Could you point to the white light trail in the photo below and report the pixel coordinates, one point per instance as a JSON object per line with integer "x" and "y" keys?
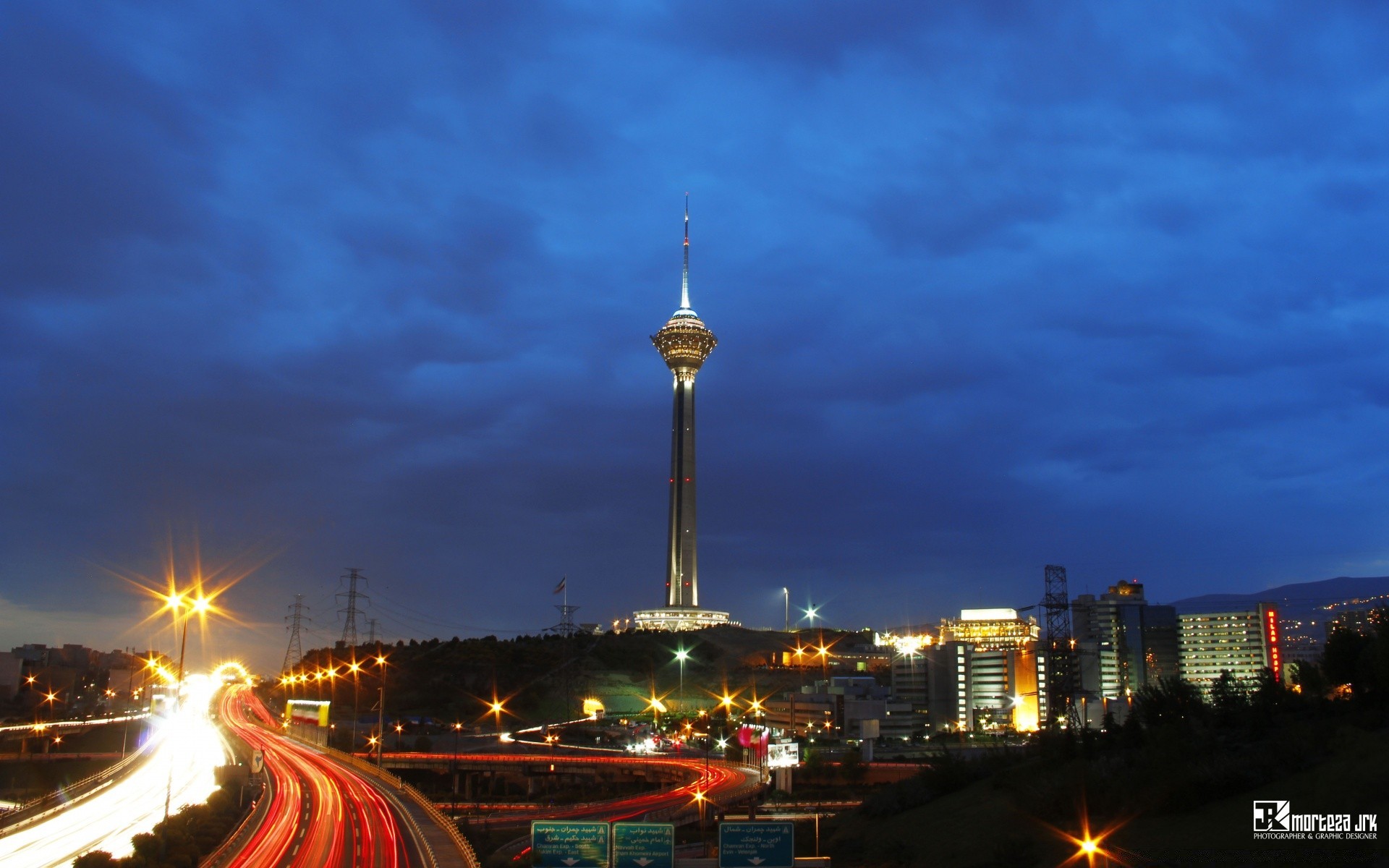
{"x": 185, "y": 750}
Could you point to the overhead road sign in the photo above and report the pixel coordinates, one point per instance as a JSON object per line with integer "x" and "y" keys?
{"x": 643, "y": 845}
{"x": 762, "y": 845}
{"x": 570, "y": 845}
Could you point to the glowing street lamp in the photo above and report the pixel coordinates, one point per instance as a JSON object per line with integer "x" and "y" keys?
{"x": 498, "y": 710}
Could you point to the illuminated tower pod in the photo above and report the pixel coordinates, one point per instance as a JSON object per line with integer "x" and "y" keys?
{"x": 685, "y": 342}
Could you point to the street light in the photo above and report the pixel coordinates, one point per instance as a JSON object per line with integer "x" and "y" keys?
{"x": 457, "y": 728}
{"x": 354, "y": 668}
{"x": 682, "y": 656}
{"x": 498, "y": 709}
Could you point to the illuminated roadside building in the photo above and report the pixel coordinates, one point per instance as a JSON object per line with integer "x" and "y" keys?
{"x": 684, "y": 342}
{"x": 1123, "y": 644}
{"x": 849, "y": 707}
{"x": 1242, "y": 642}
{"x": 985, "y": 673}
{"x": 910, "y": 671}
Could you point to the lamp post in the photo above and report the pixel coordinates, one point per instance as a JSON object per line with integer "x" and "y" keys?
{"x": 175, "y": 602}
{"x": 456, "y": 729}
{"x": 381, "y": 703}
{"x": 682, "y": 656}
{"x": 356, "y": 670}
{"x": 496, "y": 707}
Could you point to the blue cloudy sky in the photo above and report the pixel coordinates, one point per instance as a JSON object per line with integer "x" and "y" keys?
{"x": 996, "y": 285}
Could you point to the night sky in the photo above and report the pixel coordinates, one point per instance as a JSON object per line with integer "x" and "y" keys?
{"x": 996, "y": 285}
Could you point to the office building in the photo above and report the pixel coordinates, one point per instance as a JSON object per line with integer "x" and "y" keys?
{"x": 984, "y": 673}
{"x": 1123, "y": 643}
{"x": 1242, "y": 642}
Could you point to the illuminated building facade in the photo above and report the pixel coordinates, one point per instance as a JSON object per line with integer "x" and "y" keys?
{"x": 684, "y": 342}
{"x": 1123, "y": 644}
{"x": 844, "y": 707}
{"x": 984, "y": 673}
{"x": 1241, "y": 642}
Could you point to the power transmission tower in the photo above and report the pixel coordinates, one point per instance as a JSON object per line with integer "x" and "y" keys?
{"x": 1060, "y": 652}
{"x": 296, "y": 617}
{"x": 350, "y": 611}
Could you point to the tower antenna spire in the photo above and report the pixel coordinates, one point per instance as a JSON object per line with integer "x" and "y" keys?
{"x": 685, "y": 274}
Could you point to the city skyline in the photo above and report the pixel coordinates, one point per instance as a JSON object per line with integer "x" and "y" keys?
{"x": 1001, "y": 289}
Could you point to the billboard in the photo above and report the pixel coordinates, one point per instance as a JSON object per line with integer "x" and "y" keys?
{"x": 782, "y": 756}
{"x": 307, "y": 712}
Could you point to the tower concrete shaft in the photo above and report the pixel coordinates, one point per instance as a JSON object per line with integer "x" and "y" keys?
{"x": 685, "y": 342}
{"x": 682, "y": 567}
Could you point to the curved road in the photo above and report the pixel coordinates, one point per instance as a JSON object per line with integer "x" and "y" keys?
{"x": 715, "y": 781}
{"x": 321, "y": 814}
{"x": 184, "y": 752}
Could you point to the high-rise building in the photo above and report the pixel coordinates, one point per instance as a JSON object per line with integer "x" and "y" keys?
{"x": 684, "y": 342}
{"x": 984, "y": 673}
{"x": 1123, "y": 644}
{"x": 1242, "y": 642}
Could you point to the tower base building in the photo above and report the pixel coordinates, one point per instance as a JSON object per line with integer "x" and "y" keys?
{"x": 679, "y": 618}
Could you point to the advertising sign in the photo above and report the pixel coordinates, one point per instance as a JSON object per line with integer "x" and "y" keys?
{"x": 570, "y": 845}
{"x": 782, "y": 756}
{"x": 307, "y": 712}
{"x": 764, "y": 845}
{"x": 643, "y": 845}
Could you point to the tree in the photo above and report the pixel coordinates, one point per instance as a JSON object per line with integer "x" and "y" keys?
{"x": 1341, "y": 660}
{"x": 1228, "y": 697}
{"x": 1170, "y": 703}
{"x": 1307, "y": 679}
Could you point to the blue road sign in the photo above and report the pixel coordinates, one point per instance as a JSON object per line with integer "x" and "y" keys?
{"x": 763, "y": 845}
{"x": 643, "y": 845}
{"x": 570, "y": 845}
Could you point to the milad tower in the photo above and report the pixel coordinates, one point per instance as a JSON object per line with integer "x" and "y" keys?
{"x": 685, "y": 342}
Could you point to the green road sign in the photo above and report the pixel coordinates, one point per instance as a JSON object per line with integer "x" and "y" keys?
{"x": 643, "y": 845}
{"x": 570, "y": 845}
{"x": 764, "y": 845}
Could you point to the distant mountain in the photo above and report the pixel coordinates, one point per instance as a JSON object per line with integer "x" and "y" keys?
{"x": 1301, "y": 599}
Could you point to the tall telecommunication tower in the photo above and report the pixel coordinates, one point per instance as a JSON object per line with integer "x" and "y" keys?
{"x": 296, "y": 617}
{"x": 350, "y": 611}
{"x": 1060, "y": 652}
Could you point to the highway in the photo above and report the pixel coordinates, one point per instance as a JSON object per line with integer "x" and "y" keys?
{"x": 184, "y": 752}
{"x": 321, "y": 814}
{"x": 717, "y": 781}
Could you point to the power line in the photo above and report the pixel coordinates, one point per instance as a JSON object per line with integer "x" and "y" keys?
{"x": 350, "y": 610}
{"x": 295, "y": 653}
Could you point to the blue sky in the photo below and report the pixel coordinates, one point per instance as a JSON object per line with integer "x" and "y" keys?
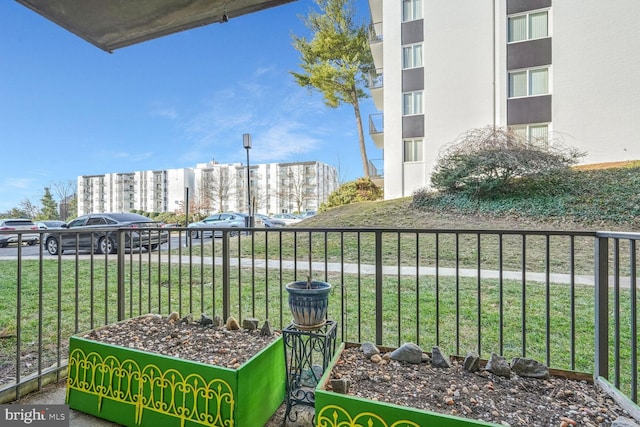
{"x": 68, "y": 108}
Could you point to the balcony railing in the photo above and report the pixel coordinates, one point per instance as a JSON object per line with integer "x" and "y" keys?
{"x": 567, "y": 299}
{"x": 375, "y": 32}
{"x": 376, "y": 123}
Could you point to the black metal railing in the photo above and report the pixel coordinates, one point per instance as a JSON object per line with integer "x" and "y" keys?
{"x": 568, "y": 299}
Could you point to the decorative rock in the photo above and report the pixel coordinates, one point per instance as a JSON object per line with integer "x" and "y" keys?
{"x": 369, "y": 349}
{"x": 530, "y": 368}
{"x": 250, "y": 324}
{"x": 439, "y": 360}
{"x": 232, "y": 324}
{"x": 340, "y": 385}
{"x": 498, "y": 365}
{"x": 471, "y": 362}
{"x": 153, "y": 316}
{"x": 266, "y": 330}
{"x": 205, "y": 320}
{"x": 624, "y": 422}
{"x": 408, "y": 352}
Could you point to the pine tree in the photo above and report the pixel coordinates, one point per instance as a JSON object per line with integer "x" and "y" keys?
{"x": 49, "y": 206}
{"x": 337, "y": 61}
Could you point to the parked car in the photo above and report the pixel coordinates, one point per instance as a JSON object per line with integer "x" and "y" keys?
{"x": 219, "y": 220}
{"x": 17, "y": 224}
{"x": 287, "y": 218}
{"x": 269, "y": 222}
{"x": 98, "y": 232}
{"x": 51, "y": 223}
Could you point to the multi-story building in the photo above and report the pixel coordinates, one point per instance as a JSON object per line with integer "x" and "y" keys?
{"x": 211, "y": 187}
{"x": 553, "y": 70}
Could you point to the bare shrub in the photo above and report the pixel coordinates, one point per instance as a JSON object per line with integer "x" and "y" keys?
{"x": 484, "y": 161}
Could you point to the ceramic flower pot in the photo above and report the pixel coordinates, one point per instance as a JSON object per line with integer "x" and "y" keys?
{"x": 308, "y": 302}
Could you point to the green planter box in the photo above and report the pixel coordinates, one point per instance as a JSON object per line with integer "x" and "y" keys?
{"x": 337, "y": 410}
{"x": 137, "y": 388}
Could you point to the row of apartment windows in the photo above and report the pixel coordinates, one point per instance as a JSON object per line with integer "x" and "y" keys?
{"x": 411, "y": 10}
{"x": 528, "y": 26}
{"x": 529, "y": 82}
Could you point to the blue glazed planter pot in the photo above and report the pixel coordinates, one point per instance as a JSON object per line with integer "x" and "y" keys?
{"x": 308, "y": 302}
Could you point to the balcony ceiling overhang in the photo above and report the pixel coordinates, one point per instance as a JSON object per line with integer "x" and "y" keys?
{"x": 113, "y": 24}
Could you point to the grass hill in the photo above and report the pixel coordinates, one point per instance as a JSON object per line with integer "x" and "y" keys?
{"x": 588, "y": 198}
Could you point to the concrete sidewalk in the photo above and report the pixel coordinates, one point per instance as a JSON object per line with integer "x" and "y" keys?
{"x": 55, "y": 394}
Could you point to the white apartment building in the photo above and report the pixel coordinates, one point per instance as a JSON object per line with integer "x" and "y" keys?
{"x": 211, "y": 187}
{"x": 556, "y": 69}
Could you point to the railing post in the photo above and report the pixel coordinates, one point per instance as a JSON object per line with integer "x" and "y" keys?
{"x": 121, "y": 269}
{"x": 226, "y": 276}
{"x": 601, "y": 291}
{"x": 379, "y": 277}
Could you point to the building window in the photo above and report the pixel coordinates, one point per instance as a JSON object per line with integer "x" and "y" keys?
{"x": 529, "y": 82}
{"x": 413, "y": 150}
{"x": 535, "y": 134}
{"x": 412, "y": 103}
{"x": 528, "y": 26}
{"x": 411, "y": 10}
{"x": 412, "y": 56}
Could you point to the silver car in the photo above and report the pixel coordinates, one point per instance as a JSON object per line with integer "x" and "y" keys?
{"x": 21, "y": 224}
{"x": 99, "y": 233}
{"x": 220, "y": 220}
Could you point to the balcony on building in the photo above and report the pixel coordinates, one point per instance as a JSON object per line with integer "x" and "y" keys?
{"x": 376, "y": 129}
{"x": 376, "y": 86}
{"x": 375, "y": 43}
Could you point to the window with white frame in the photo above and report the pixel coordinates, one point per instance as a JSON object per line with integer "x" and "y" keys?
{"x": 412, "y": 103}
{"x": 529, "y": 26}
{"x": 536, "y": 134}
{"x": 412, "y": 56}
{"x": 413, "y": 150}
{"x": 411, "y": 10}
{"x": 530, "y": 82}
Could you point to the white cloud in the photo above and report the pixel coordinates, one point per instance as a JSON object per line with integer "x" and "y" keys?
{"x": 164, "y": 111}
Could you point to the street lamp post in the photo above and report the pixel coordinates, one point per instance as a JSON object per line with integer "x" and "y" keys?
{"x": 246, "y": 143}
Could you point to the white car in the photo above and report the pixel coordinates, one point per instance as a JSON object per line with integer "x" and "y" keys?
{"x": 17, "y": 224}
{"x": 287, "y": 218}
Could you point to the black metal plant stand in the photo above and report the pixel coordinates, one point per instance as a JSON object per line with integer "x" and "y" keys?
{"x": 304, "y": 349}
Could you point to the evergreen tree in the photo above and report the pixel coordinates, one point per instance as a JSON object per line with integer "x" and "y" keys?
{"x": 337, "y": 61}
{"x": 49, "y": 206}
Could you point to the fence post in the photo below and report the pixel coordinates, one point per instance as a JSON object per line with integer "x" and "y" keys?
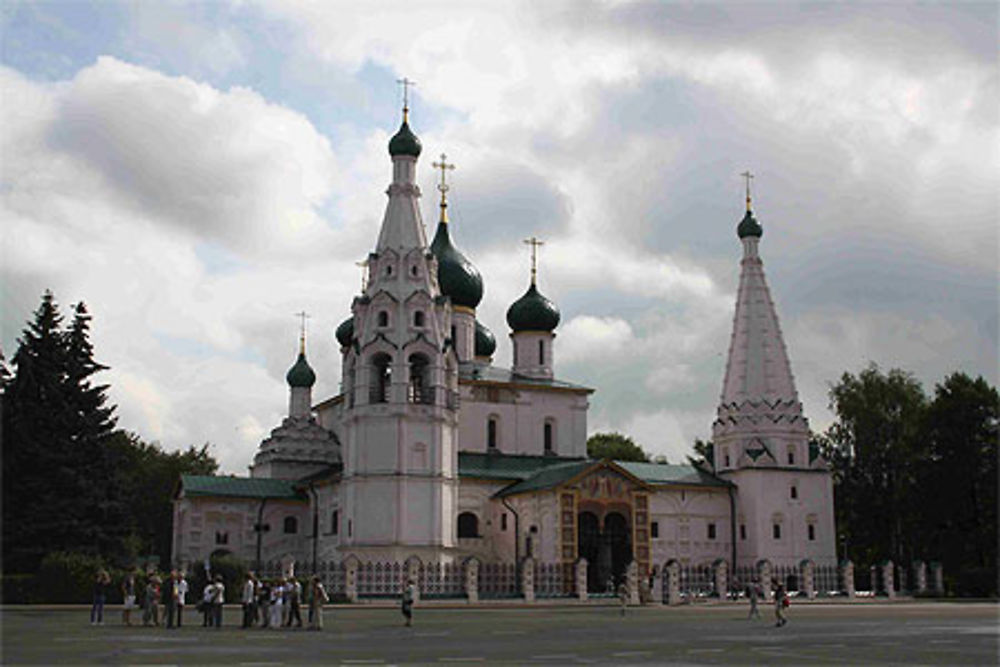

What is asked »
Which lines of the entries above contain the string "post"? Collect every such line, treating uppercase and lowercase as different.

Complete output »
Could you point to the lamp post in the photo above and report the pixel coordinates, one point per instance as a JSON object per line with integer "x" and "y" keys?
Could you point to the railing post in the photo above and report the pixel coordinates, one point per instance as a JSON object per line with integer "x" and "y" keys?
Could you point to the street lamp post in the photo above and report the pixel coordinates, one point per instance as a JSON object per line with integer "x" and "y" keys?
Could you point to the fence post in the photo below and report the pixel coordinates, one point per instance as a JSON object per line with integer "x" and "y" keys?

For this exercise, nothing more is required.